Raw data »
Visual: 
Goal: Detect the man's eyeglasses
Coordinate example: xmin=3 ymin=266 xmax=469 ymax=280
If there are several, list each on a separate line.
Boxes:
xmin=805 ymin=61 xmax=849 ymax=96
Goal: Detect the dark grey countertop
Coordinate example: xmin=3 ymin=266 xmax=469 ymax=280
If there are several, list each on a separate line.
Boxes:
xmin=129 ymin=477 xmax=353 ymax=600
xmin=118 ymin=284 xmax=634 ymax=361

...

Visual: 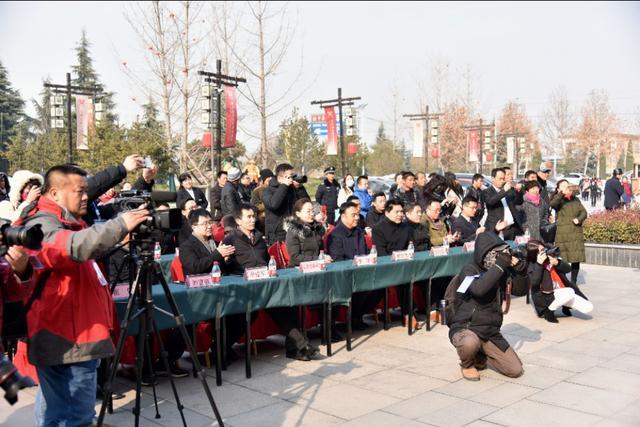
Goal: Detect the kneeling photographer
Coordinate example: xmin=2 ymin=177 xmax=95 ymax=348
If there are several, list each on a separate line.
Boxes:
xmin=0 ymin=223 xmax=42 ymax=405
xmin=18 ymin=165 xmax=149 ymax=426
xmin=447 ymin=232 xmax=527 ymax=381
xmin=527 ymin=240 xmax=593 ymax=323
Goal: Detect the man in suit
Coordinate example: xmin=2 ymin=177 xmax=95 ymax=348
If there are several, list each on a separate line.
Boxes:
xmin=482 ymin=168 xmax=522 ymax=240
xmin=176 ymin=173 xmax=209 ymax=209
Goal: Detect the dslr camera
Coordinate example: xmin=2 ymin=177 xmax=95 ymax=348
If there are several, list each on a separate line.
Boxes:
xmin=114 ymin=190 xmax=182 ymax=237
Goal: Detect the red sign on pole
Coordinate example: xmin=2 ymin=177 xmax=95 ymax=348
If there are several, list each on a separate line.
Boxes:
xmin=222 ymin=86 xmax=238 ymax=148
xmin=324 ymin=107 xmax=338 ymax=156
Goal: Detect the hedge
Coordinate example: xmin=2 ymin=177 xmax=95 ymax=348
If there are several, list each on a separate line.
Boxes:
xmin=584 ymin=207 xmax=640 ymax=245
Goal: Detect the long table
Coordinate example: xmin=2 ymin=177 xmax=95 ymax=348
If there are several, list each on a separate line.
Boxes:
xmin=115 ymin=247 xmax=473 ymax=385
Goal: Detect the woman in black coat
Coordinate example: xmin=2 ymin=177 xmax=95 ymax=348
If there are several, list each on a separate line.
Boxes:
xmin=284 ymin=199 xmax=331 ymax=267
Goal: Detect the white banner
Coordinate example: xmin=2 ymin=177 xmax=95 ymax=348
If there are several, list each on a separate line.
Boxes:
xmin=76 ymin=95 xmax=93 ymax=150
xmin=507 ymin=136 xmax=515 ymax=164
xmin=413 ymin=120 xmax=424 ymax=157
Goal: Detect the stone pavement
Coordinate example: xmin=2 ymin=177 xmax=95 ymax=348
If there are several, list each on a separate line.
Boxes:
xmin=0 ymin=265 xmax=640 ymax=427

Stated task »
Repeat the part of the items above that opens with the line containing "Goal: Detect the dslr camera" and closes with the line containing "xmin=324 ymin=107 xmax=338 ymax=156", keeping every line as it stands.

Solved problem »
Goal: Detect the dslr camera
Coordinate example: xmin=2 ymin=177 xmax=95 ymax=348
If there are several, list each on a separate line.
Boxes:
xmin=114 ymin=190 xmax=182 ymax=237
Goal: Detect the red sign on pole
Coordinate example: xmin=2 ymin=177 xmax=95 ymax=348
If there are several, list each on a separate line.
Boxes:
xmin=222 ymin=86 xmax=238 ymax=148
xmin=324 ymin=107 xmax=338 ymax=156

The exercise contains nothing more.